[Items from a dataset]
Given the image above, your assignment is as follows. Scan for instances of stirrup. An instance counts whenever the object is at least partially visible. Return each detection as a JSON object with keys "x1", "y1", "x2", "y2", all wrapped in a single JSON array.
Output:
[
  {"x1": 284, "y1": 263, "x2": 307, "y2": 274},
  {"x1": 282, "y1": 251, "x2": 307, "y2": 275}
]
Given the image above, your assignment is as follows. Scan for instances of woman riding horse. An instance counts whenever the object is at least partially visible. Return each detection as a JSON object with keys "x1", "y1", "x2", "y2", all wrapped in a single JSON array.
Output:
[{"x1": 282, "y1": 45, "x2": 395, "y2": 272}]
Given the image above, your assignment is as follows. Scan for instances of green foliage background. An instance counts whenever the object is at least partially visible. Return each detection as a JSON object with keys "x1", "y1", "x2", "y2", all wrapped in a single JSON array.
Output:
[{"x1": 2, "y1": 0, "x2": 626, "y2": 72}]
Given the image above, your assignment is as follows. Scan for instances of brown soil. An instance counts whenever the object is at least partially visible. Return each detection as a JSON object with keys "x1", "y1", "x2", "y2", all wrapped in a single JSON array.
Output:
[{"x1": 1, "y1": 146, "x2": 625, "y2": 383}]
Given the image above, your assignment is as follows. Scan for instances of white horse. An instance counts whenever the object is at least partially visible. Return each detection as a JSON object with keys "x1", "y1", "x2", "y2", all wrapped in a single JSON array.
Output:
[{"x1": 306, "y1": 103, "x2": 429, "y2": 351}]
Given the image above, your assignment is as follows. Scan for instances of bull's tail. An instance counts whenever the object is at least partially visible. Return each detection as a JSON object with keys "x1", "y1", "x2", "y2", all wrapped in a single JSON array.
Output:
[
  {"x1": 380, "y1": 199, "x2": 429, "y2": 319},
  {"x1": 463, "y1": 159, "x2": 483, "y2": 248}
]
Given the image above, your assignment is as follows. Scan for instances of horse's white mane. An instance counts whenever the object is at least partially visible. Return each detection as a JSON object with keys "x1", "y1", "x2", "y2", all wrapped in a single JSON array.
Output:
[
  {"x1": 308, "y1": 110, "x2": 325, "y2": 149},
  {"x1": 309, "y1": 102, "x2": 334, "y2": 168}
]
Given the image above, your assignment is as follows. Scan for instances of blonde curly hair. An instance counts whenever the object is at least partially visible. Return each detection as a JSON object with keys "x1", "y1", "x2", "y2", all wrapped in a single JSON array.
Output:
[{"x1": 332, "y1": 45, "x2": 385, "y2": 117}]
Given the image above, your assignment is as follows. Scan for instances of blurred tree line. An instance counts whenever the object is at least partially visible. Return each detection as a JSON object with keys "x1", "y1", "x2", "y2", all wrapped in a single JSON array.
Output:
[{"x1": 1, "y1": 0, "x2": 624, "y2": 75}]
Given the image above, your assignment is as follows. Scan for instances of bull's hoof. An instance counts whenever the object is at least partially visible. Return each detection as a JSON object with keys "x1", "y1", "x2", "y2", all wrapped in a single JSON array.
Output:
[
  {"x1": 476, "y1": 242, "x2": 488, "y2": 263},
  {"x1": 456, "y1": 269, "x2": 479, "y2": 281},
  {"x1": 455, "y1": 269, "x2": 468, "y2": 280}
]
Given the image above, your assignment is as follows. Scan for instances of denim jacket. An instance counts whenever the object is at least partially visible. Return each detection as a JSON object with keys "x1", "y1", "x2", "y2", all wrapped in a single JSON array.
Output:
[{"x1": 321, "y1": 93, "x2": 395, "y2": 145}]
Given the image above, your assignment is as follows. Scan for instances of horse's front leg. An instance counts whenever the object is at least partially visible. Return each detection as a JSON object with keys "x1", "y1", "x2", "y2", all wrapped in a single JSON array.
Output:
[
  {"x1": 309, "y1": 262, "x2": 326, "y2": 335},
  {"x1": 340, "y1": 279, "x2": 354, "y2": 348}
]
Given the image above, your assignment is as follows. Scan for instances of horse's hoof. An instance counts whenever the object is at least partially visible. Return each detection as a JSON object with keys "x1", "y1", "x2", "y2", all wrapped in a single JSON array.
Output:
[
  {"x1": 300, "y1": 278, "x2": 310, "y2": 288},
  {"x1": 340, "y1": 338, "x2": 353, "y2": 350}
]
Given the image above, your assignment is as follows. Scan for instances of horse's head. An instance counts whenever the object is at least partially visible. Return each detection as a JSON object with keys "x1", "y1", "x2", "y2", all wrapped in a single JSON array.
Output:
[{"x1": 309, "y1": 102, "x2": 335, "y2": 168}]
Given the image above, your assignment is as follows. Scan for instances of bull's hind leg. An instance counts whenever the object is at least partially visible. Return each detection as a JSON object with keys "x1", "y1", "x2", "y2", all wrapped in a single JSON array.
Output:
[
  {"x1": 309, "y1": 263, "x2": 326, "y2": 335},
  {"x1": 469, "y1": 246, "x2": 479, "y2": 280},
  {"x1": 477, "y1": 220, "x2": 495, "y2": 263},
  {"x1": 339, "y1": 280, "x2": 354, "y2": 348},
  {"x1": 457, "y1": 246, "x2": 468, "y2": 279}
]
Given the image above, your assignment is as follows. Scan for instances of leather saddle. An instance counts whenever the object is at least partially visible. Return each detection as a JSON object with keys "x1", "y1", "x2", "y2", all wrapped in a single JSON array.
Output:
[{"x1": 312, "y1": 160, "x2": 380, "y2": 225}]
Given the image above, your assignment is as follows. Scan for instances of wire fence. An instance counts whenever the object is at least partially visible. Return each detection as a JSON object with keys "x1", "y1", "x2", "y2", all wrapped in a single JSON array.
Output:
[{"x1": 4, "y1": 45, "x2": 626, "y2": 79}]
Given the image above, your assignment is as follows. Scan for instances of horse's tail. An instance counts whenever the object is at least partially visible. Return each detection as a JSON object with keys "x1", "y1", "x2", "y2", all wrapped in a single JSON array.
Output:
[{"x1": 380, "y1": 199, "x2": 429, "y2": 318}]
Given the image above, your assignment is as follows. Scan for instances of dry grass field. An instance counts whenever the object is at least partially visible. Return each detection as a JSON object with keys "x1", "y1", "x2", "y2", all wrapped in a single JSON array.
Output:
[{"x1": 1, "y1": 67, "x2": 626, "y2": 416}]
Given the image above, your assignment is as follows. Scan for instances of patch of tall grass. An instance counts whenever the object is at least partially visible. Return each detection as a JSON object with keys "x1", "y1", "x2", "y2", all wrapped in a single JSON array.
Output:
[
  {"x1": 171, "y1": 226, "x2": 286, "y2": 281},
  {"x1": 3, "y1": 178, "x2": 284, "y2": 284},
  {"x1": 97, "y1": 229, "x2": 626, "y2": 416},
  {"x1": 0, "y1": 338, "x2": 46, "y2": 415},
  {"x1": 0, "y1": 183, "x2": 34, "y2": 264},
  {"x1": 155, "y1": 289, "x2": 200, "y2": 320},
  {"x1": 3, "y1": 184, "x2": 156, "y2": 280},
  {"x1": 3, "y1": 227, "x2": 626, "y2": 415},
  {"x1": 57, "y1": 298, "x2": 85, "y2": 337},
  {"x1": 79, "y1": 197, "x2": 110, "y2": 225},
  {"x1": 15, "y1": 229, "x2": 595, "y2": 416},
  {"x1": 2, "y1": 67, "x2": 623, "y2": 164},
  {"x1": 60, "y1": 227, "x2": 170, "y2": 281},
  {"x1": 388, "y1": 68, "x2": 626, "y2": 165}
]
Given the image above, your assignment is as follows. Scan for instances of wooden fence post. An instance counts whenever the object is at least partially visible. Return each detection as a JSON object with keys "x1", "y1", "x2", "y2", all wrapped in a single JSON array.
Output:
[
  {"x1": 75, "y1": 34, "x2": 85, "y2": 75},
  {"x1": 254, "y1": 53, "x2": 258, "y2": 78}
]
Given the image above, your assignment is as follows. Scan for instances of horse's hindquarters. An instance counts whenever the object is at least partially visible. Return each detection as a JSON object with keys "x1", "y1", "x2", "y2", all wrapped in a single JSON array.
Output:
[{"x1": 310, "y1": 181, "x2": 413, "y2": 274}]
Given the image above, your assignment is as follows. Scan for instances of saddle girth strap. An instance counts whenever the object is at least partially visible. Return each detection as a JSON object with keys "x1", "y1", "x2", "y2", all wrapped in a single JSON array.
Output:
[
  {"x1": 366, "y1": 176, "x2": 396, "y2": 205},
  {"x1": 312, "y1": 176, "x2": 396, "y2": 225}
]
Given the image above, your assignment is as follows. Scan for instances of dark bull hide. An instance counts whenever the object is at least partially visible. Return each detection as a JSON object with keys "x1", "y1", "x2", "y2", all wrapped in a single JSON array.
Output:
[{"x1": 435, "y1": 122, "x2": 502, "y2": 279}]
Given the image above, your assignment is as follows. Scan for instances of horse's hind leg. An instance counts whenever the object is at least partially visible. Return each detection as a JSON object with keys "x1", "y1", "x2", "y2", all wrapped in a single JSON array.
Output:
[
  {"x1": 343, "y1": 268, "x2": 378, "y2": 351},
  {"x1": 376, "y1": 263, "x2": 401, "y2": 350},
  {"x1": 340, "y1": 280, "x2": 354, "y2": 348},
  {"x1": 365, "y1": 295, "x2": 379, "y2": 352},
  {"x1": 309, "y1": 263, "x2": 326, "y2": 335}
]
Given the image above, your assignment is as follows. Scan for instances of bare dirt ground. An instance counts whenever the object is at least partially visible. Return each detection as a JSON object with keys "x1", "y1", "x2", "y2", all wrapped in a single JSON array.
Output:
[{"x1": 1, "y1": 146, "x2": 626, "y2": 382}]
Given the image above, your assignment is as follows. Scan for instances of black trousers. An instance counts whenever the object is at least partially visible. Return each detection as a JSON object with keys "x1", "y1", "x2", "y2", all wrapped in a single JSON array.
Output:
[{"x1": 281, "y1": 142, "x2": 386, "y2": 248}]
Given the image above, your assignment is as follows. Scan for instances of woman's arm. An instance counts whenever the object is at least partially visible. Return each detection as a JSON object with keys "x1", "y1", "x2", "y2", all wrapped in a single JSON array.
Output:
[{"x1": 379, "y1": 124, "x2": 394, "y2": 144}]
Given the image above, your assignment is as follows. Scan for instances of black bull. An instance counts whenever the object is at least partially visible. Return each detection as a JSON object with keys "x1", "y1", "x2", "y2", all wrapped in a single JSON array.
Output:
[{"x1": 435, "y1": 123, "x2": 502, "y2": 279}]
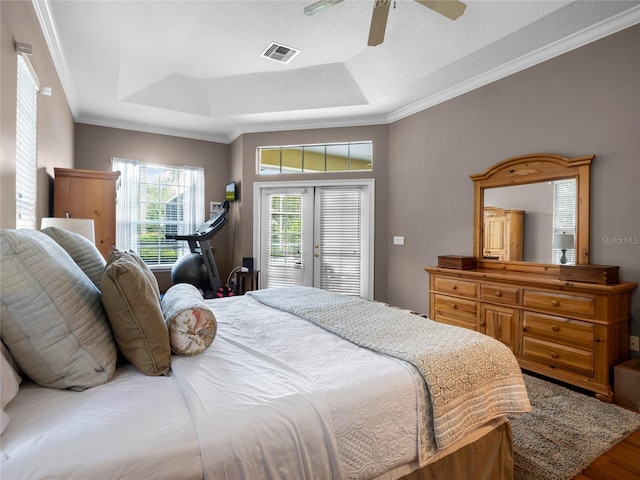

→ **TASK TO CARRY OUT**:
Some lines above hold the word "tail". Copy all of them.

→ **REPLY TO THE TASK**:
Given the image above, your assignment is as follows. Scan for instances of bull's tail. An instance counts whenever the object is at least partially visible. Return each detection as a JSON object with keys "x1", "y1", "x2", "y2", all wrapped in a single JSON array.
Given the image above, your assignment is as follows. Scan for instances of horse's tail. An instance counts whenever the object is at least partially visible. Return each detection as a JSON object with keys "x1", "y1", "x2", "y2", all wrapped in a single JSON array.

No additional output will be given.